[Contour annotation records]

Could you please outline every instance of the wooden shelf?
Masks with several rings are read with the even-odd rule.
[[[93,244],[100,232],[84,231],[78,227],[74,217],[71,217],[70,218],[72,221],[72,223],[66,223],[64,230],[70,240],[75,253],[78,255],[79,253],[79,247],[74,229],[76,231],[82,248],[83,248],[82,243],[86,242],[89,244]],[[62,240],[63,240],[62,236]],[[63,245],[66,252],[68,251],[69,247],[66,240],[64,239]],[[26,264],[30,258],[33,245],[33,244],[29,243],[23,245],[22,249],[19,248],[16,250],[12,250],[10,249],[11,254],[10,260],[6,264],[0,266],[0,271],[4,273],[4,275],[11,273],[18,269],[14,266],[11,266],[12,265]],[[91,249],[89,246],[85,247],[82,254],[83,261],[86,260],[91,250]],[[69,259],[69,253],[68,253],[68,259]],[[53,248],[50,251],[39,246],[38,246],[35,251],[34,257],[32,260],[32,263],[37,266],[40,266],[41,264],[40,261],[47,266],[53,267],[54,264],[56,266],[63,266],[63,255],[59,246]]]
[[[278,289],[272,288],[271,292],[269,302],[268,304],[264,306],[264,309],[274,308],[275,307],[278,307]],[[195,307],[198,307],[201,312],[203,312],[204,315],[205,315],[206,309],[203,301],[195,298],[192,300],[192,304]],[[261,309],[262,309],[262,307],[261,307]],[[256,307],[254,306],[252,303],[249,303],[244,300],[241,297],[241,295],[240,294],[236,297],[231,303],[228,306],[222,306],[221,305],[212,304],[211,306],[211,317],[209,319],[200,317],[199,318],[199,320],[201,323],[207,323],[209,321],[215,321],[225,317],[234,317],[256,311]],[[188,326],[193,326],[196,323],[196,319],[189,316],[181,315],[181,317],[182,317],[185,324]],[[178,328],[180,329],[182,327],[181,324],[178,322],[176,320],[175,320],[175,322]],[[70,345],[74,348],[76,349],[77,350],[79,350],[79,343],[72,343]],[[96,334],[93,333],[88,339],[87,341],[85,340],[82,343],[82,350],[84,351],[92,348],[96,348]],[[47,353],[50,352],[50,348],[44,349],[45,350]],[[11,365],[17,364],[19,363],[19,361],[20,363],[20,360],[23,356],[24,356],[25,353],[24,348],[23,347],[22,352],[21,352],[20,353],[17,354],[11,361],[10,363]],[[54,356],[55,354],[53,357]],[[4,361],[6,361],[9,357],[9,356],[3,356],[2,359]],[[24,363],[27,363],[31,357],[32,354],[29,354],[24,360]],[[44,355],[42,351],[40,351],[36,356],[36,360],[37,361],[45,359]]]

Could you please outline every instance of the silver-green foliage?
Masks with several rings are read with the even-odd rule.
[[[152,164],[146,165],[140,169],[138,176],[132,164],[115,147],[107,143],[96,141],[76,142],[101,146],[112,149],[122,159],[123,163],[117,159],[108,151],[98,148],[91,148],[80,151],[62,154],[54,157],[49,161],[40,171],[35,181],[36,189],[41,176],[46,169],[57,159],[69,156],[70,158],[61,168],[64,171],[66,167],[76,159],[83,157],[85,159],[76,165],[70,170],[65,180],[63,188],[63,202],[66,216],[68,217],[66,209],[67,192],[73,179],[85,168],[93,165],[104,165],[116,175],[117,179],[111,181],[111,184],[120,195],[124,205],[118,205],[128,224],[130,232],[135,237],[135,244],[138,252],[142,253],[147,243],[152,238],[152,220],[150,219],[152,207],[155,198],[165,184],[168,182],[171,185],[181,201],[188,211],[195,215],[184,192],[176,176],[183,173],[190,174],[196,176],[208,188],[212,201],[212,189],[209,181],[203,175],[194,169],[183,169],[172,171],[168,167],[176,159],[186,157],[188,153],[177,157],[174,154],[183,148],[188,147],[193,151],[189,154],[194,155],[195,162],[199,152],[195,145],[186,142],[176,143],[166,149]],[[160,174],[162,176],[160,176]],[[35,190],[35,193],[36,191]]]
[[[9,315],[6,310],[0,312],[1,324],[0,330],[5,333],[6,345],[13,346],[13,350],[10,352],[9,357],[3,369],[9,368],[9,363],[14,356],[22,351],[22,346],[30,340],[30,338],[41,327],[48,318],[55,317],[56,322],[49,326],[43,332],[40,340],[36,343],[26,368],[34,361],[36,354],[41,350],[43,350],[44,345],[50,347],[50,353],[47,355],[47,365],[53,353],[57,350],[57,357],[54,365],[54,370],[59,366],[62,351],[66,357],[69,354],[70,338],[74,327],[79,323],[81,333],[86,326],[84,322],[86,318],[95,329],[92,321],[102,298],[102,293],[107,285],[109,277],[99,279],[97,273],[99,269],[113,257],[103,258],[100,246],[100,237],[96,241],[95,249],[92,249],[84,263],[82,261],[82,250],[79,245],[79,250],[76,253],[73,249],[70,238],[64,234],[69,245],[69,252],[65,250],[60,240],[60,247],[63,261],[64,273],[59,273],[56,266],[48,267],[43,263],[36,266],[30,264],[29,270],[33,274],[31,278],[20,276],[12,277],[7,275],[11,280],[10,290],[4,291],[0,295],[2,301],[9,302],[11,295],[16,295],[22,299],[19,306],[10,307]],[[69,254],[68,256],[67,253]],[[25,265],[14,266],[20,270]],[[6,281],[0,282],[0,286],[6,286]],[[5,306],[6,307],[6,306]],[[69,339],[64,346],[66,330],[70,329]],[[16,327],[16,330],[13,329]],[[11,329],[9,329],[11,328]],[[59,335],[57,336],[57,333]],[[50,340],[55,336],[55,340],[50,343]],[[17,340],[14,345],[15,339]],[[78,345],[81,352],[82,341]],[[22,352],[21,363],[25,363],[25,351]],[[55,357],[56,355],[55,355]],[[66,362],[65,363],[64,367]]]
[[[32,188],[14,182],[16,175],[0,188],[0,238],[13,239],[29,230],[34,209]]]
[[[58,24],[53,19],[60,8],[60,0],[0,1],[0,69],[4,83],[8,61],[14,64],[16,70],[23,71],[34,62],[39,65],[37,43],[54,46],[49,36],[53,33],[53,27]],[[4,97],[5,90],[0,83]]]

— WRITTEN PROBLEM —
Return all of the above records exactly, leaving no line out.

— THE RESPONSE —
Could you please outline every instance of the wooden shelf?
Masks with several rings are read with the even-odd rule.
[[[93,244],[100,232],[84,231],[78,227],[74,217],[71,217],[70,218],[72,221],[72,223],[66,223],[64,230],[70,240],[75,253],[78,255],[79,253],[79,247],[74,229],[76,231],[82,248],[83,248],[82,243],[86,242],[89,244]],[[62,240],[63,240],[62,236]],[[63,245],[66,252],[68,251],[69,247],[66,240],[64,239]],[[26,264],[30,258],[33,245],[33,244],[29,243],[23,245],[22,249],[19,248],[16,250],[12,250],[10,249],[11,254],[10,260],[6,264],[0,266],[0,271],[4,273],[4,275],[11,273],[18,269],[14,266],[11,266],[12,265]],[[91,249],[89,246],[85,247],[82,254],[83,261],[86,260],[91,250]],[[69,259],[69,253],[68,253],[68,259]],[[53,248],[50,251],[39,246],[38,246],[35,251],[34,257],[32,260],[32,263],[37,266],[40,266],[41,264],[40,261],[47,266],[53,267],[54,264],[56,266],[63,266],[63,255],[59,246]]]
[[[278,289],[272,288],[271,292],[269,302],[268,304],[264,306],[264,309],[274,308],[275,307],[278,307]],[[195,307],[198,307],[201,312],[203,312],[204,315],[205,315],[206,309],[203,301],[195,298],[192,300],[192,304]],[[261,309],[262,309],[262,307],[261,307]],[[256,307],[254,306],[252,303],[249,303],[244,300],[241,297],[241,295],[240,294],[236,297],[231,303],[228,306],[222,306],[221,305],[212,304],[211,306],[211,317],[209,319],[200,317],[199,318],[199,320],[201,323],[207,323],[209,321],[215,321],[225,317],[234,317],[256,311]],[[188,326],[193,326],[196,323],[196,319],[189,316],[181,315],[181,317],[182,317],[185,324]],[[178,328],[180,329],[182,327],[181,324],[178,322],[176,320],[175,320],[175,322]],[[70,345],[74,348],[76,349],[77,350],[79,350],[79,343],[72,343]],[[96,334],[93,333],[88,339],[87,341],[85,340],[82,343],[82,350],[84,351],[92,348],[96,348]],[[47,353],[50,352],[50,348],[44,349],[45,350]],[[11,365],[17,364],[19,363],[19,361],[20,363],[20,360],[23,356],[24,356],[25,353],[24,348],[23,347],[22,352],[21,352],[20,353],[17,354],[11,361],[10,363]],[[54,356],[55,354],[53,357]],[[4,361],[6,361],[9,357],[9,356],[3,356],[2,359]],[[24,363],[27,363],[31,357],[32,354],[29,354],[24,360]],[[44,355],[42,351],[40,351],[36,356],[36,360],[37,361],[45,359]]]

Could you please outline every instance of the silver-green foliage?
Masks with several rings are read with the even-odd rule.
[[[152,164],[146,165],[140,169],[138,176],[132,164],[115,147],[107,143],[96,141],[76,142],[101,146],[112,149],[122,159],[123,163],[117,159],[108,151],[98,148],[91,148],[80,151],[62,154],[54,157],[49,161],[40,171],[35,181],[36,189],[41,176],[46,169],[57,159],[69,156],[70,158],[61,168],[64,171],[66,167],[76,159],[83,157],[85,159],[76,165],[70,170],[65,180],[63,188],[63,202],[66,216],[68,217],[66,209],[67,192],[73,179],[85,168],[93,165],[104,165],[116,175],[117,179],[111,181],[111,184],[120,195],[124,205],[118,205],[128,224],[130,232],[135,237],[135,244],[138,252],[142,253],[147,243],[152,238],[152,220],[150,219],[152,207],[155,198],[165,184],[168,182],[171,185],[181,201],[188,211],[195,215],[184,192],[176,176],[183,173],[190,174],[196,176],[208,188],[212,201],[212,189],[209,181],[203,175],[194,169],[183,169],[172,171],[168,167],[176,159],[186,157],[188,153],[177,157],[174,154],[183,148],[188,147],[193,151],[189,154],[194,155],[195,162],[199,152],[195,145],[186,142],[176,143],[166,149]],[[160,174],[162,176],[160,176]],[[35,190],[35,193],[36,191]]]
[[[9,315],[6,310],[0,312],[1,324],[0,330],[5,333],[6,345],[13,346],[13,350],[10,352],[9,357],[3,369],[9,368],[9,363],[14,356],[22,351],[22,346],[30,340],[30,338],[41,327],[48,318],[55,317],[56,322],[49,326],[43,332],[40,340],[36,343],[26,368],[34,361],[36,354],[41,350],[43,350],[44,345],[50,347],[50,353],[47,355],[47,365],[53,353],[57,350],[57,357],[54,365],[54,370],[59,366],[62,351],[66,357],[69,354],[70,338],[74,327],[79,323],[81,333],[86,326],[84,322],[86,318],[95,329],[92,321],[102,298],[102,293],[107,285],[109,277],[99,279],[97,273],[99,269],[113,257],[103,258],[100,246],[100,237],[96,241],[95,249],[92,249],[84,263],[82,261],[82,250],[79,245],[79,250],[76,253],[73,249],[70,238],[64,234],[69,245],[69,252],[65,250],[60,240],[60,247],[63,261],[64,273],[59,273],[56,266],[48,267],[43,263],[36,266],[30,264],[29,270],[33,274],[31,278],[20,276],[12,277],[7,275],[11,280],[10,290],[4,291],[0,295],[2,301],[9,302],[11,295],[16,295],[22,299],[19,306],[10,307]],[[69,254],[68,256],[67,253]],[[25,265],[14,266],[20,270]],[[6,281],[0,282],[0,286],[6,286]],[[5,306],[6,307],[6,306]],[[69,339],[64,346],[66,330],[70,329]],[[16,327],[16,330],[13,329]],[[11,329],[9,329],[11,328]],[[59,335],[57,336],[57,333]],[[50,340],[55,336],[55,340],[50,343]],[[17,340],[14,345],[15,339]],[[78,345],[81,352],[82,341]],[[22,352],[21,363],[25,363],[25,351]],[[55,357],[56,355],[55,355]],[[66,362],[65,363],[64,367]]]
[[[32,188],[14,182],[16,175],[0,188],[0,238],[13,239],[29,230],[34,209]]]
[[[58,24],[53,19],[60,8],[60,0],[0,1],[0,69],[4,83],[8,61],[14,64],[16,70],[23,71],[34,62],[39,65],[37,43],[54,46],[49,36],[53,33],[53,27]],[[4,97],[5,90],[0,83]]]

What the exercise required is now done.